VOICES: Dirty and dangerous fracking is coming to Ohio state parks and public lands

Melinda Zemper is a writer, mother and grandmother in West Chester, Ohio. (CONTRIBUTED)

Melinda Zemper is a writer, mother and grandmother in West Chester, Ohio. (CONTRIBUTED)

The frackers are coming, and they want more than Ohio’s oil and natural gas deposits.

They want power to pollute our clean air, poison our groundwater, rivers and streams and increase the chance that we’ll get certain cancers.

And our supermajority Republican Party-dominated legislature has handed it to them.

H.B. 507, a new state law co-sponsored by Butler County’s Sen. George Lang and Rep. Sara Carruthers and signed into law by Gov. Mike DeWine, requires Ohio DNR to lease Ohio state parks and public lands for oil drilling and fracking. At least one landowner adjacent to Salt Fork State Park has already expressed eminent domain concerns.

Referring expression data:
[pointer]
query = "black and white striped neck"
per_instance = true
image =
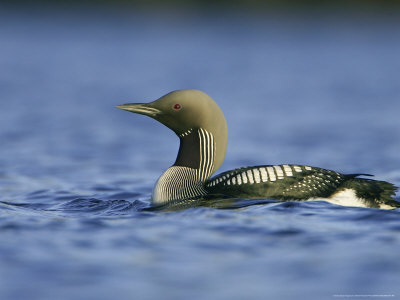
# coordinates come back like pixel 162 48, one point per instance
pixel 194 164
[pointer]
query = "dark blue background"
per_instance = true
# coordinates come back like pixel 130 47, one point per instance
pixel 318 88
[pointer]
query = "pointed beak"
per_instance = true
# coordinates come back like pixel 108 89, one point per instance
pixel 140 108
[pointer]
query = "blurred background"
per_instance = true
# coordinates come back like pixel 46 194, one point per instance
pixel 303 82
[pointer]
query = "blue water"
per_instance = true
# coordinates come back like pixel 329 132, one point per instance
pixel 75 173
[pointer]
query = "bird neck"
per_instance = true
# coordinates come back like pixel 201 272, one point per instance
pixel 198 149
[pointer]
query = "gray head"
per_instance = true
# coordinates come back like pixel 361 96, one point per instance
pixel 184 111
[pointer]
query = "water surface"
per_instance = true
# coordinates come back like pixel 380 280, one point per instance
pixel 75 173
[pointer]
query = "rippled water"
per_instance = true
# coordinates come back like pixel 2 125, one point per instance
pixel 76 173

• [BRIEF 1]
In the opinion piece on fracking, which state agency does H.B. 507 require to lease Ohio state parks and public lands?
• [BRIEF 2]
Rewrite the paragraph of the fracking opinion piece that begins "H.B. 507, a new state law" as a bulleted list that keeps its main facts.
• [BRIEF 3]
Reproduce everything in the fracking opinion piece from "The frackers are" down to "get certain cancers.".

• [EXERCISE ANSWER 1]
Ohio DNR

• [EXERCISE ANSWER 2]
- H.B. 507 is a new Ohio state law.
- It was co-sponsored by Butler County's Sen. George Lang and Rep. Sara Carruthers.
- Gov. Mike DeWine signed it into law.
- It requires Ohio DNR to lease Ohio state parks and public lands for oil drilling and fracking.
- At least one landowner next to Salt Fork State Park has already raised eminent domain concerns.

• [EXERCISE ANSWER 3]
The frackers are coming, and they want more than Ohio’s oil and natural gas deposits.

They want power to pollute our clean air, poison our groundwater, rivers and streams and increase the chance that we’ll get certain cancers.